**EXTRACT TO READ**
------------------------------------------------------------------------

December 10, 2019 0

Another World Lies Beyond: Chinese Art and the Divine | Ancient Art Links

Another World Lies Beyond: Chinese Art and the Divine | Ancient Art Links


>>>This exhibition is called
Another World Lies Beyond: Chinese Art and the Divine.
And here we’ve given the entirety of the Chinese
painting galleries to this topic of religious art from
China. We begin with six galleries of Buddhist art. Then
we move into a gallery related to Daoist art and then
into popular religious prints, from the early 20th century
and then finally we end with fantastic beasts;
dragons and things like that. And so the exhibition ultimately
attempts to use the Met’s permanent collection to
teach a little bit about the diversity of religious
expression and religious belief and the role that
art played in pre-modern China. [Chanting]>>>And Buddhist art,
although it originally came from India and was
brought to China about 2000 years ago by
itinerant teachers, it became a major force
in the spiritual life. We’re standing in a gallery
devoted to the Buddhist deity Guanyin. Guanyin is
a bodhisattva and Guanyin, who was known as
Avalokitesvara in India, in Sanskrit, but became
known as Guanyin in Chinese. The name literally means
the perceiver of sounds or the hearer of sounds, and so
that’s Guanyin’s whole reason for being is to listen for
what we need and to support us. Anything from rescuing
you from a fire or a disaster to helping you to give birth
to the child that you’ve longed for for many years. [Chanting]>>>The one that I’m standing
in front of here is really the piece that we built
this whole gallery around. This is a painting from
the late Ming dynasty. It’s dated 1629. And it is
a remarkably important survivor from ritual art of pre-modern
China. You can see that the deity has 11 heads
and one thousand arms. I would say many arms. Even
the palm of each hand is an eye. So this is a kind of overt
expression of Guanyin’s power as a listener and as
a seer. And then she’s surrounded by some 350
supporting deities. It’s almost 12 feet tall,
and it’s really built for monastery scale. So this
would come out and it would help to guide the
monks through this set of visualization and chanting. [Chanting] ♪ [Music] ♪>>>The luohan figures that this
whole gallery and the next gallery are devoted to,
these are figures who originally were the disciples of
Shakyamuni Buddha. He is the Buddha who lived
in this world 2,600 years ago and the luohans
were his disciples. They’re the people who heard
the teachings directly from the mouth of the Buddha.

------------------------------------------------------------------------

Collected data

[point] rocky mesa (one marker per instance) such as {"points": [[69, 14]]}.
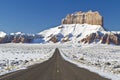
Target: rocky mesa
{"points": [[93, 18]]}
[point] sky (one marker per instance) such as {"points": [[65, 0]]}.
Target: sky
{"points": [[33, 16]]}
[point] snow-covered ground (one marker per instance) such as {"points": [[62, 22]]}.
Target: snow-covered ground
{"points": [[18, 56], [99, 58]]}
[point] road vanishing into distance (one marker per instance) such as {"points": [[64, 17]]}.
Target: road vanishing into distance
{"points": [[56, 68]]}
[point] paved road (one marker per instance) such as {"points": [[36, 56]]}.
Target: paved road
{"points": [[56, 68]]}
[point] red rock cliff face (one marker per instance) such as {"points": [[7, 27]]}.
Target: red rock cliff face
{"points": [[93, 18]]}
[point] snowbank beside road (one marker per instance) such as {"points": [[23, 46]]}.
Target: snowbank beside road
{"points": [[101, 59], [18, 56]]}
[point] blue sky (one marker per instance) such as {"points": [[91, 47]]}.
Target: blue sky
{"points": [[33, 16]]}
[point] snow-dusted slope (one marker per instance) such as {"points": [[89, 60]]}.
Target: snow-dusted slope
{"points": [[74, 31]]}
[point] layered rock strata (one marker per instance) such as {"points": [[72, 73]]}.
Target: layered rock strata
{"points": [[93, 18]]}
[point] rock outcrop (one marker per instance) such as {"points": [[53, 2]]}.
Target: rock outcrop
{"points": [[93, 18], [106, 38]]}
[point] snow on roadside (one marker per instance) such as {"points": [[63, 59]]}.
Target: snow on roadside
{"points": [[98, 58], [18, 56]]}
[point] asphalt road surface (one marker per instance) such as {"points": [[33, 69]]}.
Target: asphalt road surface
{"points": [[56, 68]]}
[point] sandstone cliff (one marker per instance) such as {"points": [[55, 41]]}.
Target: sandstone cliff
{"points": [[89, 17]]}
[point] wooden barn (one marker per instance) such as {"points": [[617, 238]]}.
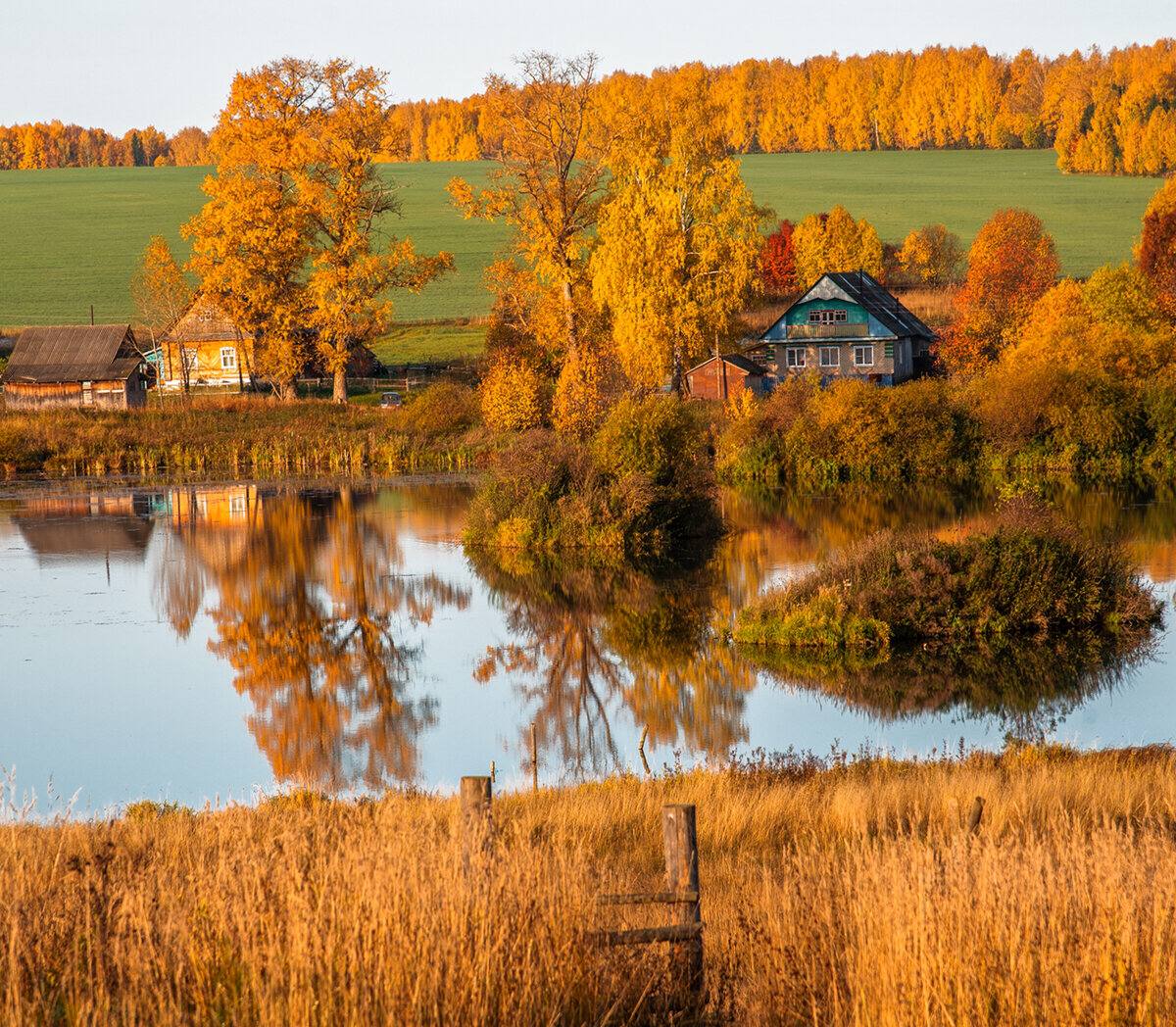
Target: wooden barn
{"points": [[723, 376], [75, 366], [846, 324]]}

------------------------------------------------------------------------

**STATED TASK**
In the transcript about Chinese religious art, what does the name Guanyin literally mean?

**OUTPUT OF THE TASK**
The perceiver of sounds, or the hearer of sounds.